Records to use —
^^^^

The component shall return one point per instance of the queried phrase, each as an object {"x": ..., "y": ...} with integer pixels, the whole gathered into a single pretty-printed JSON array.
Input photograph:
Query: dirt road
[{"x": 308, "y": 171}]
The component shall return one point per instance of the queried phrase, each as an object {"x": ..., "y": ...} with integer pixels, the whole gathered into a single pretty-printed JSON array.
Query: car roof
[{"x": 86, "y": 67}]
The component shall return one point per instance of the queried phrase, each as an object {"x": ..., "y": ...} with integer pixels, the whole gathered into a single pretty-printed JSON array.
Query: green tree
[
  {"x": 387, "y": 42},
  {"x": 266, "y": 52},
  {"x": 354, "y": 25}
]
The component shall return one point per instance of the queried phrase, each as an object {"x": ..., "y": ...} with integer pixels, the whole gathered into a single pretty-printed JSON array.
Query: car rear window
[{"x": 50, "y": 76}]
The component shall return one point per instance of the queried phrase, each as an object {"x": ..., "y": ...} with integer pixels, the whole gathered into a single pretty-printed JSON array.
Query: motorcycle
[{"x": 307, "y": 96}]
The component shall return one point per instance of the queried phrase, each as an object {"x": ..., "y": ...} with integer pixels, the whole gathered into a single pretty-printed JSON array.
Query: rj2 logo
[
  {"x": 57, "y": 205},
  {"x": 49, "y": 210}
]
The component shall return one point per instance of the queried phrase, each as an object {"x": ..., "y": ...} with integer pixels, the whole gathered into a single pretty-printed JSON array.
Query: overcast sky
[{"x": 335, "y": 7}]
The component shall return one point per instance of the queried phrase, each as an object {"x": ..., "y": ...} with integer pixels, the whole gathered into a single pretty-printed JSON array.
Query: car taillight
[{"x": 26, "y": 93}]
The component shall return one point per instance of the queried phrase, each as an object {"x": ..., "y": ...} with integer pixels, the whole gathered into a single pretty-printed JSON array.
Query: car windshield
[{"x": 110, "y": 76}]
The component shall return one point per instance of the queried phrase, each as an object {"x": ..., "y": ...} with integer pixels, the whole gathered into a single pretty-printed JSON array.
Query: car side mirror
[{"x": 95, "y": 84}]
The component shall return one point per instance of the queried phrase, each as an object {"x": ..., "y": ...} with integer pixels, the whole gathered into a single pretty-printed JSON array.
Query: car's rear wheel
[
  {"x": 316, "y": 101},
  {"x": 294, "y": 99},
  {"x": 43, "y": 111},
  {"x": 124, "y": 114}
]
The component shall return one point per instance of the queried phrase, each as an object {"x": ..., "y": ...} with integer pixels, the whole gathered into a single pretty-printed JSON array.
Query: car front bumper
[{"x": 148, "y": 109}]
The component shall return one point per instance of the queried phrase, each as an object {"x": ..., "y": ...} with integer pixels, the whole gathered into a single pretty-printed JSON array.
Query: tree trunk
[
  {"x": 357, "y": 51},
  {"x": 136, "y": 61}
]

^^^^

How to complete this task —
The data must be duplicated exactly, with nothing left out.

Expected output —
The component shall return one point per instance of the queried phrase, each as an object {"x": ..., "y": ...} with integer pixels, the whole gathered into a single pretty-printed JSON array.
Input photograph:
Query: dirt road
[{"x": 308, "y": 171}]
The component shall return one point per instance of the queried phrase, each as an object {"x": ..., "y": ...} with integer pixels, the whole gathered into a single pretty-printed JSON array.
Query: car roof
[{"x": 86, "y": 67}]
The component shall return one point per instance of the queried phrase, each as an object {"x": ..., "y": ...} with integer pixels, the whole gathered into a single pretty-printed JSON array.
Query: green tree
[
  {"x": 387, "y": 42},
  {"x": 266, "y": 52},
  {"x": 354, "y": 25}
]
The component shall return one point per instance of the queried phrase, each as an object {"x": ..., "y": ...} with integer pixels, the whole gathered into a single pretty-printed JSON array.
Query: car rear window
[{"x": 50, "y": 76}]
The component shall return one point per instance of the queried phrase, each as an object {"x": ..., "y": ...} with integer pixels, the whole gathered into a single pretty-printed JSON array.
Query: motorcycle
[{"x": 307, "y": 96}]
The component shall return one point per instance of the queried phrase, each as an object {"x": ..., "y": ...} with integer pixels, the whole gathered into a single pretty-printed JSON array.
Query: rj2 logo
[
  {"x": 57, "y": 205},
  {"x": 49, "y": 210}
]
The component shall return one point per instance of the queried phrase, each as an object {"x": ..., "y": ...} with integer pixels, the whole gathered into a single pretty-printed JSON array.
Query: overcast sky
[{"x": 335, "y": 7}]
The component shall return one point per instance of the queried phrase, each as an object {"x": ..., "y": ...} with integer pixels, the whole gathered into a single pretty-printed JSON array.
Query: car taillight
[{"x": 26, "y": 93}]
The component shall return one point per instance of the queried phrase, each as an object {"x": ..., "y": ...} with integer pixels, the whole gathered into a single pretty-printed JSON array.
Query: car windshield
[{"x": 110, "y": 76}]
The component shall return one point per instance of the queried phrase, each as an object {"x": ..., "y": ...} with integer pixels, the whole gathered into a single pretty-printed JSON array.
Query: car side mirror
[{"x": 95, "y": 84}]
The component shall return one point per instance of the queried phrase, each as an object {"x": ..., "y": ...} with integer pixels, the whole gathered into a single pretty-printed JSON array.
Query: car's rear wheel
[
  {"x": 316, "y": 101},
  {"x": 294, "y": 99},
  {"x": 43, "y": 111},
  {"x": 124, "y": 114}
]
The component shall return one point per instance of the queried phrase, each as an object {"x": ..., "y": ...} with integer pixels, the whole gathered into a single pretty-printed JSON array.
Query: car front bumper
[{"x": 148, "y": 109}]
The component shall return one point per instance of the queried phrase, each as an object {"x": ..., "y": ...} with integer pixels, the whole gathered into a single pretty-printed JSON array.
Query: tree trunk
[
  {"x": 357, "y": 51},
  {"x": 136, "y": 61}
]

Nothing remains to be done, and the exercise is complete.